_RECORDS_.

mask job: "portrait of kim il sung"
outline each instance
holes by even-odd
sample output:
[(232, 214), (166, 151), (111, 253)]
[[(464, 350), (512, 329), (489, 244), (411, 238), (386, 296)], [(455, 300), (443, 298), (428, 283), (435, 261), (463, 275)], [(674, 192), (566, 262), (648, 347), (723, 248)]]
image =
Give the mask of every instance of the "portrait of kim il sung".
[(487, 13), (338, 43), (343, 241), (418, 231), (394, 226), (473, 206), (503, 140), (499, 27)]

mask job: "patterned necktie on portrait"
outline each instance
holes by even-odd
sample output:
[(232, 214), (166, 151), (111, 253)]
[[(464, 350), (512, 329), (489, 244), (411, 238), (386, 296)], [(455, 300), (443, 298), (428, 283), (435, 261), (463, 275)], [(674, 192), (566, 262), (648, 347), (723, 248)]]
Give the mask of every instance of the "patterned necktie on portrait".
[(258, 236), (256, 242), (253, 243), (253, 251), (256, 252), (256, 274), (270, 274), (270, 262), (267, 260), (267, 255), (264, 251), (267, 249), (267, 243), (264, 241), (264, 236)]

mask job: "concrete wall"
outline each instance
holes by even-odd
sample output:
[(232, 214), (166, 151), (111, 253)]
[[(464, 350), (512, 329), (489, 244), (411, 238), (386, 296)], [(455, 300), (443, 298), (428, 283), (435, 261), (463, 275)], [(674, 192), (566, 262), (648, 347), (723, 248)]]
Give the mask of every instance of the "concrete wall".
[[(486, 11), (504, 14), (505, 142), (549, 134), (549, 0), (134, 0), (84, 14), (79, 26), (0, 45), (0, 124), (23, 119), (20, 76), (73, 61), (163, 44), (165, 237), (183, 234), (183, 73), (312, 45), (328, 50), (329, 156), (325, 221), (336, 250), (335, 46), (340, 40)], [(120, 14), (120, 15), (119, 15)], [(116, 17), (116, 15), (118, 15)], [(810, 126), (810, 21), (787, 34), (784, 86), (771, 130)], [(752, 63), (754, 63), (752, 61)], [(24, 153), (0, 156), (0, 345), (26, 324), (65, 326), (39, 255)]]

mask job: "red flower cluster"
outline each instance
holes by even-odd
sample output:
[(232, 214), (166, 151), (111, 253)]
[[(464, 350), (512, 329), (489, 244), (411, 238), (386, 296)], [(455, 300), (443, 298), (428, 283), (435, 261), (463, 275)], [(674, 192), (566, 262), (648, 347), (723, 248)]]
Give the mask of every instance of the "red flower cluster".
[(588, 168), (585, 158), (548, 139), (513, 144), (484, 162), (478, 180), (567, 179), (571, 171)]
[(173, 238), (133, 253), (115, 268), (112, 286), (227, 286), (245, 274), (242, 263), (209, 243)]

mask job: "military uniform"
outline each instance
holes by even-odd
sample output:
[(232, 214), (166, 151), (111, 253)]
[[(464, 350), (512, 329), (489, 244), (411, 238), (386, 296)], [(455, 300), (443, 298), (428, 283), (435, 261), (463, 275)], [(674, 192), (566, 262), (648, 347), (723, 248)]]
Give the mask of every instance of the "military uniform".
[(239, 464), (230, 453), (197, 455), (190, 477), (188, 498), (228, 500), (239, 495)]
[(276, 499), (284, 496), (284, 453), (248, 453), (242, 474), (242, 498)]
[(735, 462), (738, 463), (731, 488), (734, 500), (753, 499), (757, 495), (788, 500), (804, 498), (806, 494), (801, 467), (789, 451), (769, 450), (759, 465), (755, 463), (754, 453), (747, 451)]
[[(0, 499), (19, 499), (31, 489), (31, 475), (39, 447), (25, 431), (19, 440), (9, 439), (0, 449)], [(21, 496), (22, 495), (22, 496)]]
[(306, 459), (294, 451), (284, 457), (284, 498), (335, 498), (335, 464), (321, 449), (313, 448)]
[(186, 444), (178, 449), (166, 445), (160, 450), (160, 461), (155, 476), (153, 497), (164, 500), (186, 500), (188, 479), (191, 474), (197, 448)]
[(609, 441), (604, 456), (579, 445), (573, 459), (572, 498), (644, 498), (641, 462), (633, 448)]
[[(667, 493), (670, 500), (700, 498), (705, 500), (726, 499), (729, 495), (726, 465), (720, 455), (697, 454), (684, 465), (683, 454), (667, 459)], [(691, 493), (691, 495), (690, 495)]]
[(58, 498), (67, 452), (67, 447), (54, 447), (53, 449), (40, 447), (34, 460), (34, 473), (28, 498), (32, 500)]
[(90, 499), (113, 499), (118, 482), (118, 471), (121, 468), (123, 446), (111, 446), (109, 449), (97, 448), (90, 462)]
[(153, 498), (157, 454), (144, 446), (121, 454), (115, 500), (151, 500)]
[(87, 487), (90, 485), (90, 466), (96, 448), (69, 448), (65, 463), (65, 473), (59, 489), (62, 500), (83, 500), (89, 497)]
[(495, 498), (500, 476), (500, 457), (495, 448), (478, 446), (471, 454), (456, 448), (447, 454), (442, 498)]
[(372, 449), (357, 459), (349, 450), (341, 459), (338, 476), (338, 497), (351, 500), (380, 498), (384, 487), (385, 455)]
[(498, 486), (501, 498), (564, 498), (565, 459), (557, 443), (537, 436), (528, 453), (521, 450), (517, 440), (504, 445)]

_WHAT TO WORK ON_. Exact copies of all the entries above should be returned.

_REPLY TO THE TASK_.
mask job: "portrait of kim il sung"
outline each instance
holes by even-odd
sample output:
[(232, 214), (166, 151), (111, 253)]
[[(464, 350), (512, 329), (489, 244), (411, 238), (386, 296)], [(455, 300), (443, 298), (428, 283), (435, 261), (463, 275)], [(674, 192), (566, 262), (648, 347), (723, 248)]]
image =
Give the mask of every instance of the "portrait of kim il sung".
[(487, 13), (338, 43), (343, 241), (418, 231), (394, 226), (473, 206), (503, 140), (499, 27)]

mask job: "patterned necktie on portrait"
outline each instance
holes by even-odd
sample output:
[(232, 214), (166, 151), (111, 253)]
[[(464, 350), (512, 329), (489, 244), (411, 238), (386, 296)], [(455, 300), (443, 298), (428, 283), (435, 261), (463, 275)], [(674, 192), (566, 262), (648, 347), (723, 248)]]
Give the mask of every instance of the "patterned necktie on portrait".
[(258, 236), (256, 242), (253, 243), (253, 251), (256, 252), (256, 274), (270, 274), (270, 262), (267, 260), (267, 255), (264, 251), (267, 249), (267, 243), (264, 241), (264, 236)]

mask job: "concrete wall"
outline each instance
holes by even-odd
sample output:
[(232, 214), (166, 151), (111, 253)]
[[(464, 350), (512, 329), (489, 244), (411, 238), (386, 296)], [(455, 300), (443, 298), (428, 283), (435, 261), (463, 275)], [(674, 192), (566, 262), (648, 347), (723, 248)]]
Give the mask of every instance of the "concrete wall".
[[(486, 11), (504, 14), (505, 142), (549, 134), (549, 0), (134, 0), (84, 14), (79, 26), (0, 45), (0, 124), (23, 119), (20, 76), (73, 61), (163, 44), (165, 237), (183, 234), (183, 73), (312, 45), (328, 50), (329, 156), (325, 221), (336, 250), (335, 46), (340, 40)], [(120, 14), (120, 15), (119, 15)], [(116, 17), (116, 15), (118, 15)], [(810, 126), (810, 21), (787, 34), (784, 86), (771, 130)], [(752, 63), (754, 63), (752, 61)], [(24, 153), (0, 156), (0, 345), (26, 324), (65, 326), (39, 255)]]

mask job: "red flower cluster"
outline each instance
holes by even-odd
sample output:
[(232, 214), (166, 151), (111, 253)]
[[(464, 350), (512, 329), (489, 244), (411, 238), (386, 296)], [(455, 300), (443, 298), (428, 283), (435, 261), (463, 275)], [(674, 192), (566, 262), (648, 347), (723, 248)]]
Give the mask of every instance of the "red flower cluster".
[(588, 168), (585, 158), (548, 139), (513, 144), (484, 162), (478, 180), (567, 179), (571, 171)]
[(173, 238), (133, 253), (115, 268), (112, 286), (227, 286), (245, 274), (242, 263), (209, 243)]

mask job: "military uniform"
outline each instance
holes by even-odd
sample output:
[(232, 214), (166, 151), (111, 253)]
[[(464, 350), (512, 329), (489, 244), (411, 238), (386, 296)], [(455, 300), (443, 298), (428, 283), (435, 261), (463, 275)], [(674, 192), (566, 262), (648, 347), (723, 248)]]
Give the mask of every instance of the "military uniform".
[(239, 464), (230, 453), (197, 455), (190, 477), (188, 498), (228, 500), (239, 495)]
[(276, 499), (284, 496), (284, 453), (248, 453), (242, 474), (242, 498)]
[(735, 462), (738, 463), (731, 488), (734, 500), (753, 499), (757, 495), (788, 500), (804, 498), (806, 494), (801, 467), (789, 451), (769, 450), (759, 465), (755, 463), (754, 453), (747, 451)]
[[(0, 499), (19, 499), (31, 489), (31, 475), (39, 447), (25, 431), (19, 440), (9, 439), (0, 449)], [(21, 496), (22, 495), (22, 496)]]
[(306, 459), (294, 451), (284, 457), (284, 498), (335, 498), (335, 464), (321, 449), (313, 448)]
[(186, 444), (178, 449), (166, 445), (160, 450), (160, 461), (155, 476), (153, 497), (164, 500), (186, 500), (188, 479), (191, 474), (197, 448)]
[(609, 441), (604, 456), (579, 445), (573, 459), (572, 498), (644, 498), (641, 462), (633, 448)]
[[(667, 493), (670, 500), (700, 498), (705, 500), (726, 499), (729, 495), (726, 465), (720, 455), (697, 454), (684, 465), (683, 454), (667, 459)], [(691, 493), (691, 495), (690, 495)]]
[(58, 498), (67, 452), (67, 447), (54, 447), (53, 449), (40, 447), (34, 460), (34, 473), (28, 498), (32, 500)]
[(90, 499), (113, 499), (118, 482), (118, 471), (121, 468), (123, 446), (111, 446), (109, 449), (97, 448), (90, 462)]
[(153, 498), (157, 454), (144, 446), (121, 454), (115, 500), (151, 500)]
[(87, 487), (90, 485), (90, 466), (96, 448), (69, 448), (65, 463), (65, 473), (59, 489), (62, 500), (83, 500), (89, 497)]
[(495, 498), (500, 476), (500, 457), (495, 448), (478, 446), (471, 454), (456, 448), (447, 454), (442, 498)]
[(372, 449), (357, 459), (349, 450), (341, 459), (338, 476), (338, 497), (351, 500), (380, 498), (384, 487), (385, 455)]
[(498, 486), (501, 498), (564, 498), (565, 459), (557, 443), (537, 436), (528, 453), (521, 450), (517, 440), (504, 445)]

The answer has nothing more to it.